____ Texte fourni
Philippe Aubert de Gaspé, Mémoires, Québec, N. S. Hardy, 1885, 563 pages.
(2e édition) (1re édition : G.E. Desbarats, imprimeur-éditeur Ottawa 1866, 563 p.)

On retrouve dès l’introduction ce ton facétieux déjà observé dans la préface des Anciens Canadiens. L’auteur ne s’illusionne pas sur l’importance de son travail : « Il me restait quelques anecdotes, bien insignifiantes sans doute, que j’avais oubliées de mentionner dans Les Anciens Canadiens, mais qu’avec la ténacité d’un vieillard, je tenais à relater quelque part. » Il refuse de s’enfermer dans quelques règles qui viendraient compliquer sa tâche; il se soumet tout simplement aux caprices de son inspiration : « j’entasserai les anecdotes à mesure qu’elles me viendront sans autre plan arrêté qu’un certain ordre chronologique, que je ne promets pas de toujours observer. »

Il est très difficile pour ne pas dire impossible de rendre compte de ce volume. L’auteur, en habile causeur, y présente, de façon très libre, une suite d’anecdotes, concernant lui-même, sa famille, ses amis, certains personnages publics qu’il a connus, certains événements qu’il a vécus ou dont on lui a parlé, se permettant de décrire au passage les mœurs de l’époque. Malgré tout, il est sans doute possible de reconstituer un portrait assez fidèle de l’époque à partir de ce fourmillement d’anecdotes.


Le ton est celui de la causerie entre amis, Aubert de Gaspé s’adressant au lecteur, sourire en coin on le devine, essayant de le charmer même quand il prétend le contraire. On va de digressions en digressions ou encore on saute d’un événement à l’autre parfois sans transition. Il n’est pas rare de lire des phrases du type : « après un saut de plusieurs années en avant, je retourne au bon vieux temps... »; ou encore : « Ceci me rappelle une anecdote que me racontait mon cousin... »
________
____ Matériel fourni
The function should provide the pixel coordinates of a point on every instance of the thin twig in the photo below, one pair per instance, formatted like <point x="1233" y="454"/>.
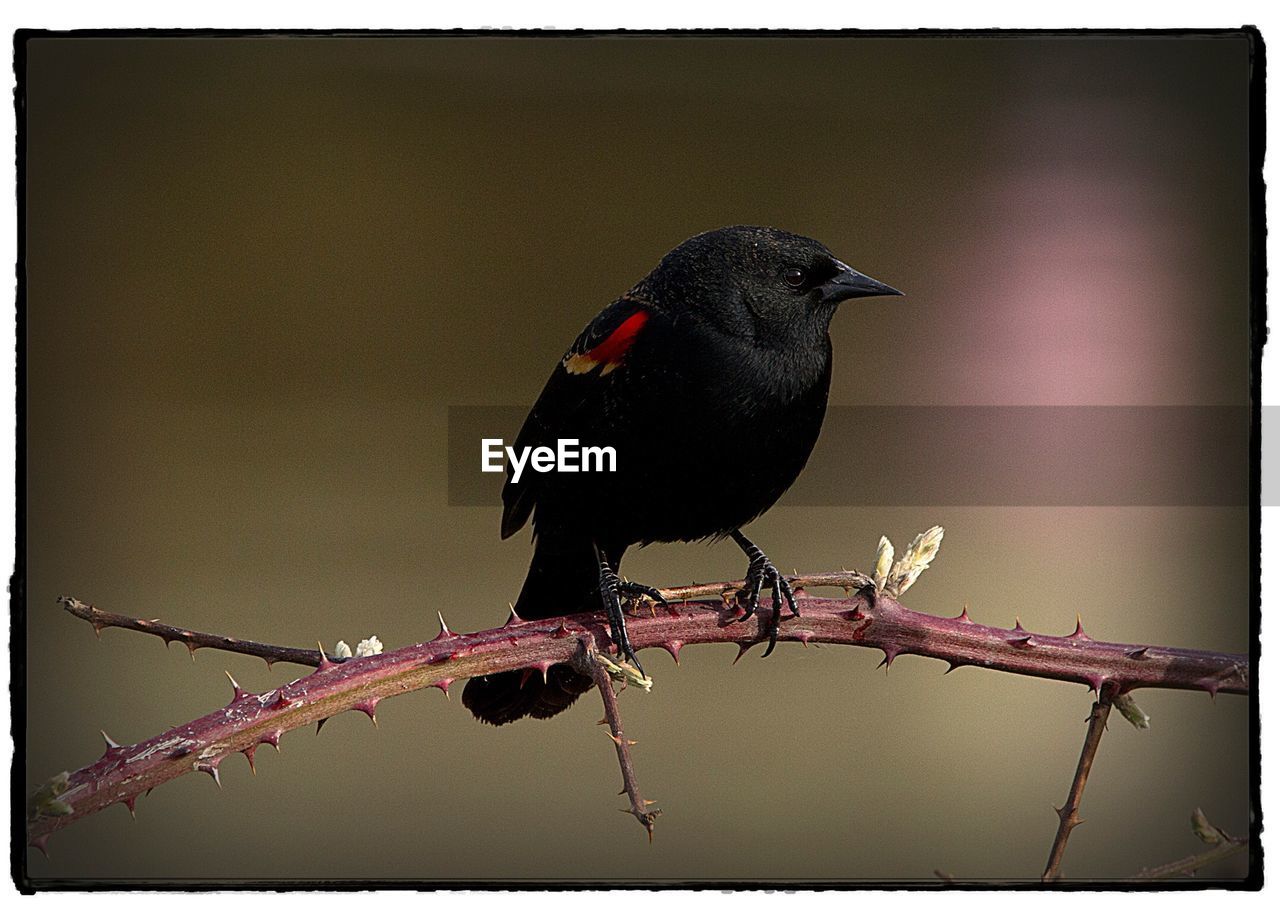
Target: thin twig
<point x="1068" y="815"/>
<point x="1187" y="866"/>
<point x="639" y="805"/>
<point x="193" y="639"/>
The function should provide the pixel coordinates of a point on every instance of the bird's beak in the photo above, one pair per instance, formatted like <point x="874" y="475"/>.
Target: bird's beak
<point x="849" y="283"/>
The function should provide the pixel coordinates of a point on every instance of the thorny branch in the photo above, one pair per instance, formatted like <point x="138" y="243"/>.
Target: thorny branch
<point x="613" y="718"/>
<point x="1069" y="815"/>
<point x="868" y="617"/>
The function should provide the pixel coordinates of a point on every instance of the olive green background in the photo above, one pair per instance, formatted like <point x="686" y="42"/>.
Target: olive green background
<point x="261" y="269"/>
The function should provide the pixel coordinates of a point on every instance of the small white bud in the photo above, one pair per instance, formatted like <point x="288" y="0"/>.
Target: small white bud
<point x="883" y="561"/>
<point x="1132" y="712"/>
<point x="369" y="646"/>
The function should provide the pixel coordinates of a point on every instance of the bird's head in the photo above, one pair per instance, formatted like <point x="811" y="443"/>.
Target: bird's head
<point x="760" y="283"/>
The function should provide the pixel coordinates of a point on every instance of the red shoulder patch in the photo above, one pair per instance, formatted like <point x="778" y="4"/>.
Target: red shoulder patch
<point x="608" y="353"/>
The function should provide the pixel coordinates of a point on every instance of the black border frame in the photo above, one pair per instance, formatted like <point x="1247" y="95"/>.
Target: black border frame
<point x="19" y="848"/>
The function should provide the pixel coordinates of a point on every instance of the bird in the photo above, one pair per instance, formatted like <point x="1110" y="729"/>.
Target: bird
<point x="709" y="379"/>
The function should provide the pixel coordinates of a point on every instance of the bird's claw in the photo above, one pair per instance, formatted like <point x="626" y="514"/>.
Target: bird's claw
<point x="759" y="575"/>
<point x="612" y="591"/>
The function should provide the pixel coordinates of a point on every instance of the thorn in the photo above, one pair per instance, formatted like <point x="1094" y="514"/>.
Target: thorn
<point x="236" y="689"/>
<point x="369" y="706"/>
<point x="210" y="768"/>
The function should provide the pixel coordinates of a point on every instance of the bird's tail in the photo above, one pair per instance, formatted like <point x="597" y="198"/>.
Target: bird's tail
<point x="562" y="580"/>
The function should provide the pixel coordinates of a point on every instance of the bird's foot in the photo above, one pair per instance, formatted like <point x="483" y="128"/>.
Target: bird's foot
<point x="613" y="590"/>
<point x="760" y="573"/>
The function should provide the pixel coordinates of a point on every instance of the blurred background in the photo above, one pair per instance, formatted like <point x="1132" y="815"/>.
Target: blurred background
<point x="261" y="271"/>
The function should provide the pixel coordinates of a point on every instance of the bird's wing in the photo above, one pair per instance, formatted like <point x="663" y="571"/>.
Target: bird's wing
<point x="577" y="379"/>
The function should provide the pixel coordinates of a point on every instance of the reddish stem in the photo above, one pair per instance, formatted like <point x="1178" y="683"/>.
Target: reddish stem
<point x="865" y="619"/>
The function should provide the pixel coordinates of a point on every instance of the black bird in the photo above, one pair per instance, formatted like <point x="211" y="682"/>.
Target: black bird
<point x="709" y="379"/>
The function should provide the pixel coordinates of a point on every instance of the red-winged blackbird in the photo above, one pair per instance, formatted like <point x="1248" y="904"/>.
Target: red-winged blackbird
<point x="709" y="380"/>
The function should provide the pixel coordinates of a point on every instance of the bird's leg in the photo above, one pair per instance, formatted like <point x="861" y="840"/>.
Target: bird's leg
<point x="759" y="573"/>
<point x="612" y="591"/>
________
§ Exercices proposés
(A) Indiquez si chacun des énoncés suivants concorde avec le texte sur les Mémoires d'Aubert de Gaspé. Répondez par oui ou par non et citez les mots du texte qui tranchent. (i) L'auteur s'engage à suivre en tout temps un ordre chronologique. (ii) La première édition de l'ouvrage a paru à Ottawa en 1866. (iii) Le ton de l'ouvrage est comparé à celui d'une causerie entre amis.
(B) Poursuivez le texte sur les Mémoires d'Aubert de Gaspé en enchaînant après sa dernière phrase.

§ Corrigé
(A)
(i) Non : « sans autre plan arrêté qu’un certain ordre chronologique, que je ne promets pas de toujours observer ».
(ii) Oui : « 1re édition : G.E. Desbarats, imprimeur-éditeur Ottawa 1866 ».
(iii) Oui : « Le ton est celui de la causerie entre amis ».

(B)
Il affectionne particulièrement les personnages qui ont de l’esprit, les forts en gueule, les fiers-à-bras, catégories dans lesquelles il s’inclut naturellement. Aubert de Gaspé, jeune, était une « tête forte ». Du moins, c’est ainsi qu’il se décrit : impétueux, gouailleur, réglant les différends au bout du poing, ami des petits voyous de Québec, toujours prêt à se lancer dans une entreprise périlleuse, un vrai titi parisien.

Plus tard, il demeure un bon vivant qui se plait dans la compagnie de ses semblables, qu’ils soient aristocrates ou censitaires. Il est très attaché à la culture populaire canadienne-française. Il adore les contes et les bons conteurs, les vieilles chansons qu’il ne refuse pas d’entonner, et tous ces récits populaires qui devaient animer les veillées d’autrefois : les histoires de revenants, de loup garous, de coups pendables, les tours de force, la sorcellerie, les légendes. Il fait une large part à Romain Chouinard, un cultivateur, son compagnon de chasse et de pèche, le vieux conteur de Saint-Jean-Port-Joli, auquel il consacre tout un chapitre et même encore plus.

Il parle peu des événements politiques, entre autres il passe pour ainsi dire sous silence la Rébellion des patriotes : « Le règne de la terreur est heureusement passé ; mais les Anglais semblent avoir oublié que, même dans le district de Montréal, un bien petit nombre de Canadiens-français prirent part à la rébellion de 1837, tandis que dans le Haut-Canada, peuplé d’Anglo-saxons, elle prit des proportions beaucoup plus considérables. Mais hâtons-nous de jeter un voile sur l’histoire de cette époque désastreuse ; si le Canadien- français au cœur noble et généreux ressent vivement les injures, il est aussi prompt à les oublier, dès que son ennemi lui présente la branche d’olivier. » Il semble plus admiratif de Michel de Salaberry que de Louis-Joseph Papineau. On a souvent parlé de l’anglophilie qui s’était emparée des nobles après la Conquête. On peut certes avancer que c’est le cas d’Aubert de Gaspé. On peut dire qu’il recherchait la compagnie des Anglais, plus encore il reconnaissait que son caractère avait été marqué par eux, lui qui avait étudié avec un maître anglais. Il défend même le gouverneur James Craig, pourtant honni de la population. Ceci dit, il ne faudrait pas penser qu’il renie les siens. Quand c’est le temps de clore le bec aux Anglais, de Gaspé est aux premières lignes.

Même s’il consacre plusieurs pages aux affaires criminelles, on sait très peu de choses de son travail. Il ne fait que quelques allusions aux événements qui l’ont amené en prison. De façon indirecte, il critique le système judiciaire, entre autres il met en doute la compétence des jurés pour décider d’une affaire criminelle.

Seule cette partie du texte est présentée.